» Dataset entries:
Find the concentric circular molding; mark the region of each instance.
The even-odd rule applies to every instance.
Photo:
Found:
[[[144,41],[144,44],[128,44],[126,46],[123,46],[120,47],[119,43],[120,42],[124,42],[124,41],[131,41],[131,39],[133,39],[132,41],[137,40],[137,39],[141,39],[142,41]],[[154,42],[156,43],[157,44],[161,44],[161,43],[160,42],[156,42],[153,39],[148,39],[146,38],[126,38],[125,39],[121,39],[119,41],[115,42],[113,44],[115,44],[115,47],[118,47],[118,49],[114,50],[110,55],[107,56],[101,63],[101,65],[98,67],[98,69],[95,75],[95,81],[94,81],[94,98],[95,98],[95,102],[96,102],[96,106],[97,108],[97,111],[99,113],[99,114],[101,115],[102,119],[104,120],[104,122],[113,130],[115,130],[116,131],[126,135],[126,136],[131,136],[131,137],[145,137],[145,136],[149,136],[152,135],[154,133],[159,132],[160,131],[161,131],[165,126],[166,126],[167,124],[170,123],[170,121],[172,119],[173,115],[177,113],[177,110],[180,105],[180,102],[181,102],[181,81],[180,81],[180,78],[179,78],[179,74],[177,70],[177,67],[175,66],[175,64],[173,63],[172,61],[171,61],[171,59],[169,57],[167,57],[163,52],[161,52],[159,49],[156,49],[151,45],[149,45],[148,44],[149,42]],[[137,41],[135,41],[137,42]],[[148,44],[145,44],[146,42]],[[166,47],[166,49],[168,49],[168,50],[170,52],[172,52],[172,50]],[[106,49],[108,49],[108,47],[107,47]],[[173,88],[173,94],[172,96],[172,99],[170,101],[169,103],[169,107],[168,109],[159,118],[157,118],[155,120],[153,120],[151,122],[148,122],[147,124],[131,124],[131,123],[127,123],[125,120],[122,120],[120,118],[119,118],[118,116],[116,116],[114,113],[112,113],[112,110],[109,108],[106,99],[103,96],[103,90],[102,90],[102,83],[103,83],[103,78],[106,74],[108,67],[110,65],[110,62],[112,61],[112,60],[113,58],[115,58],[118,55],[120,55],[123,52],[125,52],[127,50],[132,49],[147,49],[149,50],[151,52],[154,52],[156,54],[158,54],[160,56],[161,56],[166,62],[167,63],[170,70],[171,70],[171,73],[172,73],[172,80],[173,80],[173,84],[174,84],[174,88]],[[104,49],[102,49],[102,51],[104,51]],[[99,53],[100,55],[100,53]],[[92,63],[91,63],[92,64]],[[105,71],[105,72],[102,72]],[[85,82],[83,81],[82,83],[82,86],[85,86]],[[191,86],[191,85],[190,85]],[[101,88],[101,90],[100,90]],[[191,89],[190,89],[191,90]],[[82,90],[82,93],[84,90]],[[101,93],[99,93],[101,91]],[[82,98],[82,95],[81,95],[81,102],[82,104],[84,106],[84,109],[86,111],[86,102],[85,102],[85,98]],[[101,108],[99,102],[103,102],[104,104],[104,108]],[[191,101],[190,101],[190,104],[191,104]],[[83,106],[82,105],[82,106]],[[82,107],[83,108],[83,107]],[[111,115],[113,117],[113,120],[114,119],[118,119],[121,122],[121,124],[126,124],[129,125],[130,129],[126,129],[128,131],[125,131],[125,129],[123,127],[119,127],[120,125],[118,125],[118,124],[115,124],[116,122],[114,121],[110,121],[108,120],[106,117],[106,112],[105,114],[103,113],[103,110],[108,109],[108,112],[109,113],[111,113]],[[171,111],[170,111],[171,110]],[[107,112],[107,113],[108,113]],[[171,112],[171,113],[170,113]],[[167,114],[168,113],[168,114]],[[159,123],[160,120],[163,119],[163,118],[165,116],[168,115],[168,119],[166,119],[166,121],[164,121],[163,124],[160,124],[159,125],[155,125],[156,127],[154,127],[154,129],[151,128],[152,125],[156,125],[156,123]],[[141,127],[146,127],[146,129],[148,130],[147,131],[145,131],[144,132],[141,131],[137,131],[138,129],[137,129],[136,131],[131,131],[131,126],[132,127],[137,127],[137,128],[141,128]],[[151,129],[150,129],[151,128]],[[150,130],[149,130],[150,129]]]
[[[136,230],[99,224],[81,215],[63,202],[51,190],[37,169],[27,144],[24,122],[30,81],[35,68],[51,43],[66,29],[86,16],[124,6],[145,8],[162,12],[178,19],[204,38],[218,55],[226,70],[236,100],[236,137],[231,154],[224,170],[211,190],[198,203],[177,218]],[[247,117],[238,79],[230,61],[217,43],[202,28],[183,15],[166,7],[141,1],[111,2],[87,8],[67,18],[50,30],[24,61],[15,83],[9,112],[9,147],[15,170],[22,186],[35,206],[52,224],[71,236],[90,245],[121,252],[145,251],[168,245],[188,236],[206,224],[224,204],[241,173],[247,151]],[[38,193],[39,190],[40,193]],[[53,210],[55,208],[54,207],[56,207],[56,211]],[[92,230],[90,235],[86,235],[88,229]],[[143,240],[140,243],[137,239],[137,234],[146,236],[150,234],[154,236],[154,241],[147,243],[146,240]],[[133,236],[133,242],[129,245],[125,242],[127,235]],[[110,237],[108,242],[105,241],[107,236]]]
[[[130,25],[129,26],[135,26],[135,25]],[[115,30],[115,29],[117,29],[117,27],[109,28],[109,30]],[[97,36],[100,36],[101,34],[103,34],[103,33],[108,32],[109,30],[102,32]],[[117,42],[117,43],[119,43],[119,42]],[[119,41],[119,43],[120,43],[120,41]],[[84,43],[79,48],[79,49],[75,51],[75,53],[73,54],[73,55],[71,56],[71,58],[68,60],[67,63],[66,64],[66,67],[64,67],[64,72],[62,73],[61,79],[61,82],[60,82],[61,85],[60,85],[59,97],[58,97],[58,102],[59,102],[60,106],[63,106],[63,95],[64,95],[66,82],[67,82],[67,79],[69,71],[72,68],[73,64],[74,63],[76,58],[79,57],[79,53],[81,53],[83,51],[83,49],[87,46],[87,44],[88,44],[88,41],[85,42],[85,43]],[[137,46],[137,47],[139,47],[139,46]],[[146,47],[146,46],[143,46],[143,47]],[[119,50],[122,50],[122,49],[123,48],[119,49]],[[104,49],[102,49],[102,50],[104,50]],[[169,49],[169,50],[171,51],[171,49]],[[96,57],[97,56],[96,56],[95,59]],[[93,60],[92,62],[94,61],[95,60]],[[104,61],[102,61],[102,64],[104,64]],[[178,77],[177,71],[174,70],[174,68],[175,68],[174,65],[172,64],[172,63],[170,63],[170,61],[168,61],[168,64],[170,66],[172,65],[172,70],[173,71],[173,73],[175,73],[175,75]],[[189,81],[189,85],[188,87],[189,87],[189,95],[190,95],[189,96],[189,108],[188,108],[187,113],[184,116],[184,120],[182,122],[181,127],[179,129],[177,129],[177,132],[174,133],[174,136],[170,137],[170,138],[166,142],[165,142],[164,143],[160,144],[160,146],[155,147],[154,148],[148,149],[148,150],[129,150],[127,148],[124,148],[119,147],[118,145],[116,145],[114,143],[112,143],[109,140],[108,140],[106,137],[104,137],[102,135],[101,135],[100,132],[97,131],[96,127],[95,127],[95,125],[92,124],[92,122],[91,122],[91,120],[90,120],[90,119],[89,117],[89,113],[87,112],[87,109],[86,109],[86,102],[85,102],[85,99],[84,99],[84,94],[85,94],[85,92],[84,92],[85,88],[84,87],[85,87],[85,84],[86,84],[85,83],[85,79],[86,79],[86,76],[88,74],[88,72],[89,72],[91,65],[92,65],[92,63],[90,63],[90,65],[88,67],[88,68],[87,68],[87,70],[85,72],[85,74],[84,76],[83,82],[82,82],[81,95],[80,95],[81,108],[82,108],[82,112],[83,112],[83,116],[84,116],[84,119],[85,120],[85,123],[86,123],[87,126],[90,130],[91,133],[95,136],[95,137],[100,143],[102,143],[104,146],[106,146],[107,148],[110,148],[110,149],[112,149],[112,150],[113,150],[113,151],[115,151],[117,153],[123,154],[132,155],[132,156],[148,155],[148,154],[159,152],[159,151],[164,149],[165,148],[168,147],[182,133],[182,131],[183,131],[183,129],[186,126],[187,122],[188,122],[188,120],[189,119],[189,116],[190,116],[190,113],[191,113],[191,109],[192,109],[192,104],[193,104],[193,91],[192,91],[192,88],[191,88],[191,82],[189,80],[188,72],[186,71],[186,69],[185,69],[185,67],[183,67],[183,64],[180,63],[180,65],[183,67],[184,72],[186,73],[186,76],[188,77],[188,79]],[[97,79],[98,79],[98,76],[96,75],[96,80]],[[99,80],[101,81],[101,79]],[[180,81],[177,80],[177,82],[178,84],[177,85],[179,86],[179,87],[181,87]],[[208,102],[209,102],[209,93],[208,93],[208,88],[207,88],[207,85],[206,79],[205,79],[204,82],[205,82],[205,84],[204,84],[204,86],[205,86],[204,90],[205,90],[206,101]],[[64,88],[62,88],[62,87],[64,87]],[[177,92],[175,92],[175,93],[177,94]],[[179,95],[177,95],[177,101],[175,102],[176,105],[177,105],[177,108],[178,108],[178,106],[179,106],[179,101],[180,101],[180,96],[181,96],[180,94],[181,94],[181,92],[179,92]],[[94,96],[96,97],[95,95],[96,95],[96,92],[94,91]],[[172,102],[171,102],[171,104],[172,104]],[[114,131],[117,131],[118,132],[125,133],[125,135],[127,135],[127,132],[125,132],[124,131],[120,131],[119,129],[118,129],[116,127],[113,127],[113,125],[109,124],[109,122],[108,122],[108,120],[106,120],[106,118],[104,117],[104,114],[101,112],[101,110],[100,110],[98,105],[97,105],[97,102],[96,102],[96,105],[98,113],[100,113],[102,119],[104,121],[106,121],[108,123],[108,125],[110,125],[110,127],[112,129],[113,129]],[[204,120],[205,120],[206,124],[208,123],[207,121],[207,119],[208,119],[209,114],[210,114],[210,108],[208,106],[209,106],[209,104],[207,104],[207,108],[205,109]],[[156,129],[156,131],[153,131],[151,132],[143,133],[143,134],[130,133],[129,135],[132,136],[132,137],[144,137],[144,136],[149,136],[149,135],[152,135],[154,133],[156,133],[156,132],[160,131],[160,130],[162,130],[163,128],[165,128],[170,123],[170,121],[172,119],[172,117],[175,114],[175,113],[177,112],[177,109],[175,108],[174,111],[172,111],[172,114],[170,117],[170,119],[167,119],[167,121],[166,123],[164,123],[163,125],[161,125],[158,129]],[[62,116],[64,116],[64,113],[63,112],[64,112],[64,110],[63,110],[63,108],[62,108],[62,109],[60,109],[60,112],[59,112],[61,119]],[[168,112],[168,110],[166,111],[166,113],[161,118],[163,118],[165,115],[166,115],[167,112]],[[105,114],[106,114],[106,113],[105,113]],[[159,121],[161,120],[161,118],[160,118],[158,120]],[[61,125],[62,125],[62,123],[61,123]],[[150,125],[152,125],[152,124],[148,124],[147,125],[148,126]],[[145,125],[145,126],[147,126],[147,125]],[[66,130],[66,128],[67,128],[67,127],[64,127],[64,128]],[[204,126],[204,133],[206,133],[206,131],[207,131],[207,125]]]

» The exercise:
Locate each line in the listing that contains the string "instance", matching case, and copy those lines in full.

» Finished answer:
Find the concentric circular molding; mark the region of each instance.
The even-odd rule applies to every instance.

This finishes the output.